**Given task 1:** In the listing, rewrite the stretch from the line containing "For every instance of the gabled" through the line containing "Target: log cabin wall", substituting "timber board" for "wooden plank" and leaving everything else unchanged.

**Page excerpt:**
+ + + + +

Kelly said, “Regardless of what you thought of the [capacity] markets up until now, the era we are now entering into, I think is fundamentally unsuited for the current capacity market construct.
“We’re going to be trying to balance a lot of policy factors, including fuel and resource diversity, the need for ramping capacity, environmental compliance, greenhouse gas emission reductions, minimizing the long-term cost to consumers, which we’ve always cared about, and coordination of the infrastructure we have in our industry, including transmission and generation with pipeline capacity and other subsidiary infrastructure in other industries that’s needed for us,” she said. “We feel like these markets do not support those goals and therefore need to be fundamentally re-looked at.”
Van Welie acknowledged a conflict between the policy objectives of ensuring reliability and moving to more renewable and low-carbon energy.

+ + + + +

**Information provided:**
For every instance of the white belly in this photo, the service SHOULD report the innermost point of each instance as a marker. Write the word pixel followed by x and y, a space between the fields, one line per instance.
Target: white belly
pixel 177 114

+ + + + +

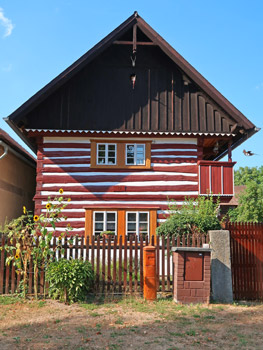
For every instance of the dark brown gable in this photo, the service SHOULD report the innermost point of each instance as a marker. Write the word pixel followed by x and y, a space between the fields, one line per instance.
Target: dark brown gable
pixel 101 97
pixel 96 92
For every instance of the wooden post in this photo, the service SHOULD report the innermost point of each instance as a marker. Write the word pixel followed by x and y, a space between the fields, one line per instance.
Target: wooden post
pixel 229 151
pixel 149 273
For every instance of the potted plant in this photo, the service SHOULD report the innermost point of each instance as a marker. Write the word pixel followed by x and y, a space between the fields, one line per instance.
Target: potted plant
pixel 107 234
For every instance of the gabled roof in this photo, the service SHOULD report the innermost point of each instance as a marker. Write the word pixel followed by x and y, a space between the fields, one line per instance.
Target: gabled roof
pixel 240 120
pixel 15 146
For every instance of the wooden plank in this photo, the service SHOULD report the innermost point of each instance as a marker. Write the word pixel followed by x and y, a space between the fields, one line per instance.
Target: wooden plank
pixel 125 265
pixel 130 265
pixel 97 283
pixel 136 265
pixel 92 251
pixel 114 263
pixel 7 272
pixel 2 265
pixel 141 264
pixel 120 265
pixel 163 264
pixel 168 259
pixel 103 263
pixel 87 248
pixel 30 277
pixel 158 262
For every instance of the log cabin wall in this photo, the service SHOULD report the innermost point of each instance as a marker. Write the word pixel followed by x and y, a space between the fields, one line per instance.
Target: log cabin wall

+ + + + +

**Given task 2:** List every policy factor that Kelly says will need to be balanced in the capacity market excerpt.

**Task solution 1:**
For every instance of the gabled roof in this photo, the service SHOULD report the innermost point of each instance as a marker. Write the word pixel followed by x and y, a space between the fields, one line per instance.
Target: gabled roof
pixel 240 120
pixel 15 146
For every instance of the timber board in this photo, the service SHOULD report the innermost point of each instance as a marker. Write the word pixel followed by x and y, a space between the fields, one line per instance.
Target: timber board
pixel 125 265
pixel 130 265
pixel 97 283
pixel 136 265
pixel 92 251
pixel 114 263
pixel 7 272
pixel 2 265
pixel 141 264
pixel 120 265
pixel 163 264
pixel 168 259
pixel 103 263
pixel 87 248
pixel 30 277
pixel 158 262
For every instance of the log cabin wall in this photo, the service SHOULD report the innermost point of each instance as a marker. Write the word pixel followed by x and y, a space between the fields, one line per instance.
Target: log cabin wall

**Task solution 2:**
- fuel and resource diversity
- the need for ramping capacity
- environmental compliance
- greenhouse gas emission reductions
- minimizing the long-term cost to consumers
- coordination of the infrastructure in the industry, including transmission and generation with pipeline capacity and other subsidiary infrastructure in other industries